Below is a listing. Set down exactly the lines from the one containing "Target: white sneaker" through the one containing "[(394, 511)]", both ends included, and leave out the rest.

++++ The input ++++

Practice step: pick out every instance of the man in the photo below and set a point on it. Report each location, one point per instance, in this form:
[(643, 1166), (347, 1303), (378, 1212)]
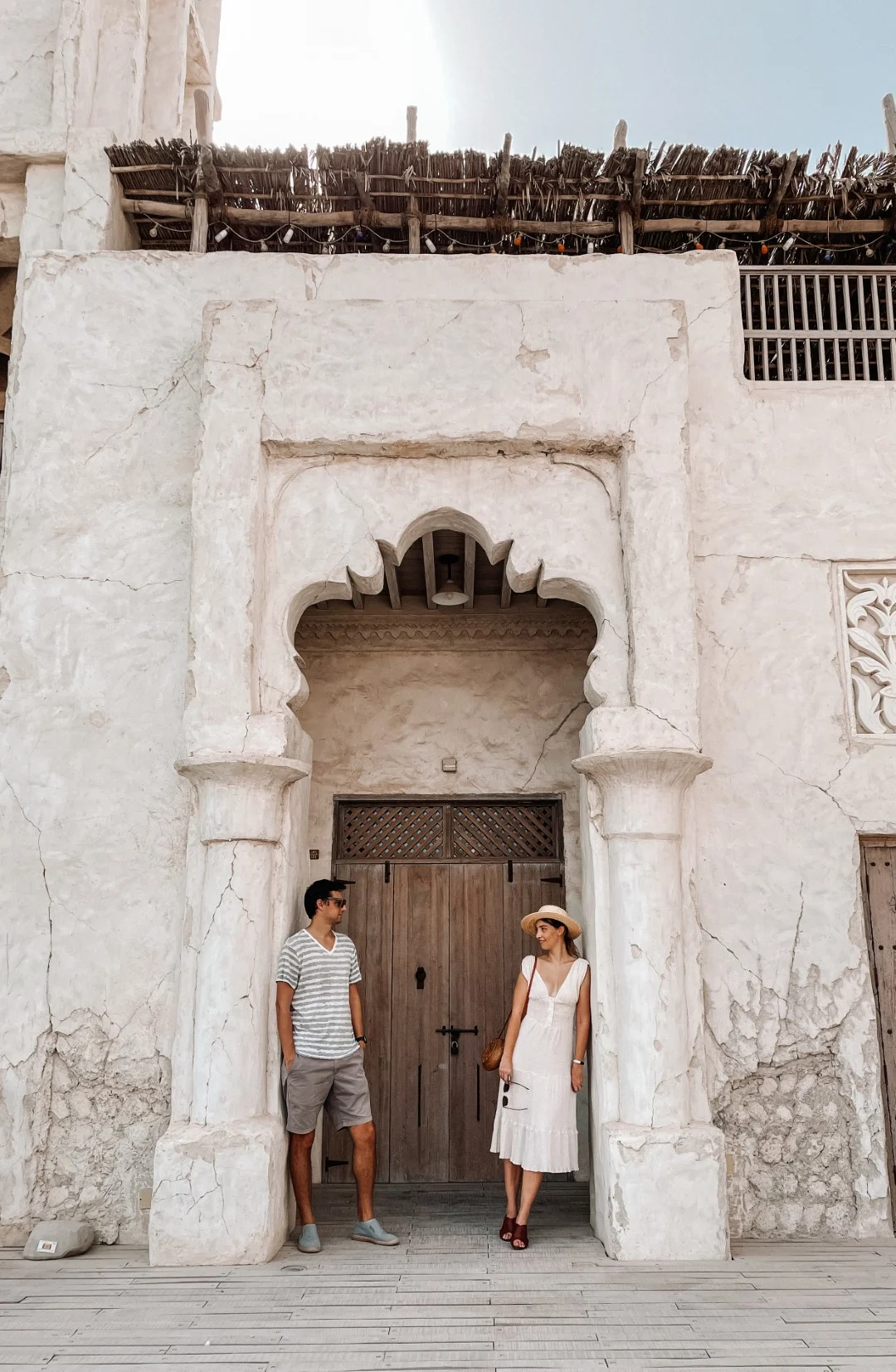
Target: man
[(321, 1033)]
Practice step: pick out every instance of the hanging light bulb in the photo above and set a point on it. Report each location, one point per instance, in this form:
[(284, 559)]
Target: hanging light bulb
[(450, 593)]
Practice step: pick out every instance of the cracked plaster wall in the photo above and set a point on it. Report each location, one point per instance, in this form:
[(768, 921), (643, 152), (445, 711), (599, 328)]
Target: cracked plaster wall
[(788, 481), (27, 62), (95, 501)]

++++
++++ The input ++++

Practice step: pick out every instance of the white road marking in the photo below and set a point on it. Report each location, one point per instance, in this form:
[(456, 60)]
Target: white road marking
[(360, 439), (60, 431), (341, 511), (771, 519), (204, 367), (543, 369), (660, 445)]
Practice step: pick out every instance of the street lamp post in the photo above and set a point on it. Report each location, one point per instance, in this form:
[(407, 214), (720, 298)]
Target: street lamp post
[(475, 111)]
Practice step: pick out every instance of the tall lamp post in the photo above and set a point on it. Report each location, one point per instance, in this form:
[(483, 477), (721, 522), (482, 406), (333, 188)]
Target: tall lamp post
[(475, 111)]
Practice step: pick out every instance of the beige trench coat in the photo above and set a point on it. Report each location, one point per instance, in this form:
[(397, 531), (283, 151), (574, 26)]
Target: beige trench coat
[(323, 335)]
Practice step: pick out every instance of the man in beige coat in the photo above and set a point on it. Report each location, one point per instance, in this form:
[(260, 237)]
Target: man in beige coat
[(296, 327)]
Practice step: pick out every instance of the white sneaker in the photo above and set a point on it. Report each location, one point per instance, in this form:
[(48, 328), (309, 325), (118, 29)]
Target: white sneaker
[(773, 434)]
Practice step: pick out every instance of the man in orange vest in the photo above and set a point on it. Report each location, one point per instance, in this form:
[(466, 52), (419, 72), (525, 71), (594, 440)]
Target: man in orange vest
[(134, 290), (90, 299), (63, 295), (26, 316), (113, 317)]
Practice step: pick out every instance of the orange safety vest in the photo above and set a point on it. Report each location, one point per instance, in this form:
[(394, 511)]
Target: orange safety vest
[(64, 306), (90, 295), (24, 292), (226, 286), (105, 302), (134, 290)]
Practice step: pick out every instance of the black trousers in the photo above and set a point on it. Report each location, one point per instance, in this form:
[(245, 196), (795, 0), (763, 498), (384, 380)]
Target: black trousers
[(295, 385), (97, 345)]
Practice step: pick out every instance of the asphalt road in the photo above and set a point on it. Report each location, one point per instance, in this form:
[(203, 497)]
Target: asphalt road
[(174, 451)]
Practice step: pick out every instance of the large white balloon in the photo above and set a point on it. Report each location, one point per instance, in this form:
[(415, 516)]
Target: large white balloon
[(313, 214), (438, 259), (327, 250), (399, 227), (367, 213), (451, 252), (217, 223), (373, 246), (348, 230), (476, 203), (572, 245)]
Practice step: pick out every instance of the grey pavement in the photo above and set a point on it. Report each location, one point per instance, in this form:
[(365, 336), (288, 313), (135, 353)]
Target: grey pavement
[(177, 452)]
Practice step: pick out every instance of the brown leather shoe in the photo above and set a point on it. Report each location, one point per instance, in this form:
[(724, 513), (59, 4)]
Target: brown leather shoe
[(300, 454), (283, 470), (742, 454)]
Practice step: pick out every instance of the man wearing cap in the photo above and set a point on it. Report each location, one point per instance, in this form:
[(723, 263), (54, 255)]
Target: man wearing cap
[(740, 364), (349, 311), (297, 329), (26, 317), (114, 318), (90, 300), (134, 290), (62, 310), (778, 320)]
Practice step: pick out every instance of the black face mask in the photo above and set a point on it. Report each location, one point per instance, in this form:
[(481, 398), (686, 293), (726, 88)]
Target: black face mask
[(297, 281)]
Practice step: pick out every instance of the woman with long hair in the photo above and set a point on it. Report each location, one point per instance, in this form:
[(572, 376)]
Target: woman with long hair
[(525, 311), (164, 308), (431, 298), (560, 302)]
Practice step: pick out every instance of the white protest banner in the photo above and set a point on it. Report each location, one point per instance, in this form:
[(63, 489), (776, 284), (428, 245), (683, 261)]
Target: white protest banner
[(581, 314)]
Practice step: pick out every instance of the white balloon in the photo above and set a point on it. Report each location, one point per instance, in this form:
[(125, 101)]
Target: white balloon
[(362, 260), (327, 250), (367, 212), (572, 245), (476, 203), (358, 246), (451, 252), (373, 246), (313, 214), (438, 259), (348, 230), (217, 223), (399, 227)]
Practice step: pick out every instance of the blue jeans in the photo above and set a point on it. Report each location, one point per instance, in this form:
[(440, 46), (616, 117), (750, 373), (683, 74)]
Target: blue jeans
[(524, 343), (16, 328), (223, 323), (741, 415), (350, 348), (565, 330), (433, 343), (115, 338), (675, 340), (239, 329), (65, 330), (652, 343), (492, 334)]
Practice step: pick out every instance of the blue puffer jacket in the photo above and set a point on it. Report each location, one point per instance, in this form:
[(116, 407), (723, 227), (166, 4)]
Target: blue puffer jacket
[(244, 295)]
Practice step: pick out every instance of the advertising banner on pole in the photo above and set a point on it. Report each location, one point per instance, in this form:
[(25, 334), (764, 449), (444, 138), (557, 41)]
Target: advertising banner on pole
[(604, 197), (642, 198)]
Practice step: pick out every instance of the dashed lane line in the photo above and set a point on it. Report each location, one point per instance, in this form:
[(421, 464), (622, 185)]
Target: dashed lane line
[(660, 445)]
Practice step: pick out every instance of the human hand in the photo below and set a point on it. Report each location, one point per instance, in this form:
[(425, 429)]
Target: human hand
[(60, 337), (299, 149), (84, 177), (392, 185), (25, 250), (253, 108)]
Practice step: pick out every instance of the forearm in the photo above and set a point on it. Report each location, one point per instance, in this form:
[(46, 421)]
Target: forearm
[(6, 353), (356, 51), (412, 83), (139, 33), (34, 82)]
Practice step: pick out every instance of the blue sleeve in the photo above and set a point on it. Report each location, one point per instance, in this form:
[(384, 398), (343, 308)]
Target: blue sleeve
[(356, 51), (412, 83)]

++++
++++ The input ++++

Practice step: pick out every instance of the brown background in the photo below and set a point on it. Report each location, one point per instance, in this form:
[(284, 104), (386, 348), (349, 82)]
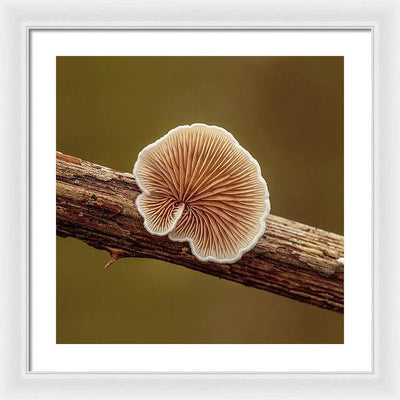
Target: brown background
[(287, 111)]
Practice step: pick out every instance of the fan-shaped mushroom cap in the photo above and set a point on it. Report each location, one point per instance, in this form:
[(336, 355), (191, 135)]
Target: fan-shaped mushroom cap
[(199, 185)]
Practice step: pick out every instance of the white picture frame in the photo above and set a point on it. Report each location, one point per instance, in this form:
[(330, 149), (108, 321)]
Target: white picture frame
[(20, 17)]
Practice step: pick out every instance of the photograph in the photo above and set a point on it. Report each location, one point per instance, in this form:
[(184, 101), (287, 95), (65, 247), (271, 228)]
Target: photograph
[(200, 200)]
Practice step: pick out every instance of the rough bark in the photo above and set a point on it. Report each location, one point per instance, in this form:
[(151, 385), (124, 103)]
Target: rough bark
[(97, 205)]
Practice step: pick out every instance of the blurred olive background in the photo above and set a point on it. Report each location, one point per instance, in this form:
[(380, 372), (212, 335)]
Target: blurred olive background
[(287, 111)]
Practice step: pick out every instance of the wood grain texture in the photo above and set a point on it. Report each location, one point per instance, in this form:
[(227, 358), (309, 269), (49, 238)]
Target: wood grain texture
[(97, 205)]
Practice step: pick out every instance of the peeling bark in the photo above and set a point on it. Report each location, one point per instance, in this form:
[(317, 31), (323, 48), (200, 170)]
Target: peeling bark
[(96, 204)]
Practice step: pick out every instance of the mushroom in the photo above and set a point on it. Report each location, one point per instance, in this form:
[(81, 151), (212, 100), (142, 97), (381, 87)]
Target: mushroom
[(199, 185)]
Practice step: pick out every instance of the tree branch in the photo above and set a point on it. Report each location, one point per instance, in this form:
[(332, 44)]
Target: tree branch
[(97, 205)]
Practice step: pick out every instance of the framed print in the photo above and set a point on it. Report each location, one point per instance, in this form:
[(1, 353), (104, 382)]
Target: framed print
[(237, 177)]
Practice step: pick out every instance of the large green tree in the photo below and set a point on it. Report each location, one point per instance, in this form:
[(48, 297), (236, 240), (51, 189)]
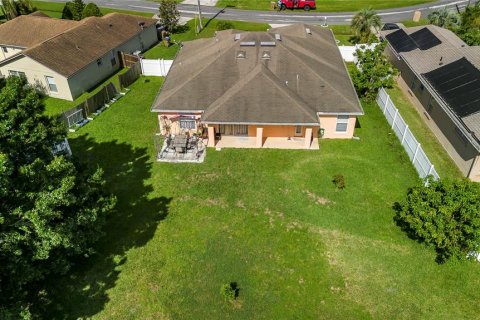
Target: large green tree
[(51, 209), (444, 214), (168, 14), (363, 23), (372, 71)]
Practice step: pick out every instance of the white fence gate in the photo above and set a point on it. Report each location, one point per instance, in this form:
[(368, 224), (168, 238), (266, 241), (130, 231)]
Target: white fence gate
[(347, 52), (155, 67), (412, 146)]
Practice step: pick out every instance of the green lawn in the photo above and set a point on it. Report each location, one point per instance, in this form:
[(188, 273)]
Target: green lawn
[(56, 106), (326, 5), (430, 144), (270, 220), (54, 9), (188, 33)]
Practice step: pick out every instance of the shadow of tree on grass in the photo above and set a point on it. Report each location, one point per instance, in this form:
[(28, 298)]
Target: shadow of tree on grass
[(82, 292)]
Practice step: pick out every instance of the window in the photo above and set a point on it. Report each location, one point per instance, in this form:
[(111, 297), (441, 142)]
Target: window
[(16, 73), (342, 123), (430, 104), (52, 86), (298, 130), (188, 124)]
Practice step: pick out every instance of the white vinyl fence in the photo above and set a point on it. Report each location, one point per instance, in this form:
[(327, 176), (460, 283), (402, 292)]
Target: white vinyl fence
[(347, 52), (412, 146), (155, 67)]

++++

Response to this exercise:
Target: white sneaker
[(773, 434)]
Practice step: pick out every instance of the man in orange vest in the photo above and set a point on it. Report each location, one point per instance, in this form:
[(466, 52), (419, 72), (525, 71), (594, 440)]
Target: man in orange vest
[(134, 290), (90, 299), (63, 295), (26, 316), (113, 317)]
Practice step: pick out every instance of the orange safety vest in the photo above and set a point on it. Report each location, one point per instance, in this form:
[(394, 511)]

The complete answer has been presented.